▶ [TASK DETAILS]: Copy every line of the records below, requests included, and raise each coordinate in the answers by 55.

=== INFORMATION GIVEN ===

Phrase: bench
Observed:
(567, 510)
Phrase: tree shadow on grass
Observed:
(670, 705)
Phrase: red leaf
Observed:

===

▶ [WRITTEN REPLY]:
Phrase: bench
Observed:
(622, 565)
Phrase: tree shadow on grass
Observed:
(725, 760)
Phrase: red leaf
Observed:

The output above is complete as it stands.